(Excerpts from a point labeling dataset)
>> Start
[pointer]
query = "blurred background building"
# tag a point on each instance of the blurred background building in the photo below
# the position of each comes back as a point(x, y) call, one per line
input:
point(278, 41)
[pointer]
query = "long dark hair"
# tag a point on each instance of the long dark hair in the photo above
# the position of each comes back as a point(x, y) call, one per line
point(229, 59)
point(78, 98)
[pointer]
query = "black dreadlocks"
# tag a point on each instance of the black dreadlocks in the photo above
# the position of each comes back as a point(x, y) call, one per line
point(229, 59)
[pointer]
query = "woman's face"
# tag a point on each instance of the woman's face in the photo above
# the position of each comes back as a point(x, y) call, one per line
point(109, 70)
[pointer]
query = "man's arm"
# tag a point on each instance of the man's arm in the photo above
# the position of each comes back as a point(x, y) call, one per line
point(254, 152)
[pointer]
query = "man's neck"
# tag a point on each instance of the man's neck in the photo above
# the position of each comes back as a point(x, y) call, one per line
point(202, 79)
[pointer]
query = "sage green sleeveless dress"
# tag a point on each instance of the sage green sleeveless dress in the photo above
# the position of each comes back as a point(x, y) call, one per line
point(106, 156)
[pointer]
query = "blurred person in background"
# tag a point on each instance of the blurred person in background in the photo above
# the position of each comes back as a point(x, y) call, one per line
>> End
> [The exercise] Retype all of the records above word for word, keeping every line unchanged and in its original order.

> [The reply]
[pointer]
query = "blurred background building"
# tag a point on each instance of the blurred background building in the photo below
# the position of each comes back as a point(x, y) call, one per line
input:
point(278, 41)
[pointer]
query = "long dark hair"
# tag a point on each instance of the long dark hair in the photo above
# the position of each comes back as a point(x, y) call, one per line
point(229, 59)
point(78, 98)
[pointer]
query = "black dreadlocks"
# tag a point on each instance of the black dreadlocks in the photo above
# the position of each comes back as a point(x, y) call, one per line
point(229, 59)
[pointer]
query = "woman's face"
# tag a point on each instance of the woman's face in the photo above
# the position of each comes back as a point(x, y) call, one per line
point(109, 70)
[pointer]
query = "man's arm"
# tag a point on each instance of the man's arm in the photo above
# the position of each comes back as a point(x, y) call, one per line
point(254, 152)
[pointer]
query = "man's neck"
# tag a point on each instance of the man's neck in the photo above
# the position of each comes back as a point(x, y) call, one per line
point(202, 79)
[pointer]
query = "sage green sleeveless dress"
# tag a point on each instance of the sage green sleeveless dress in the photo above
# the position of each comes back as a point(x, y) call, one per line
point(106, 156)
[pointer]
query = "blurred person in background"
# tag a point on each instance of the blurred person in background in the photo above
# the position of each comes back as a point(x, y) call, one per line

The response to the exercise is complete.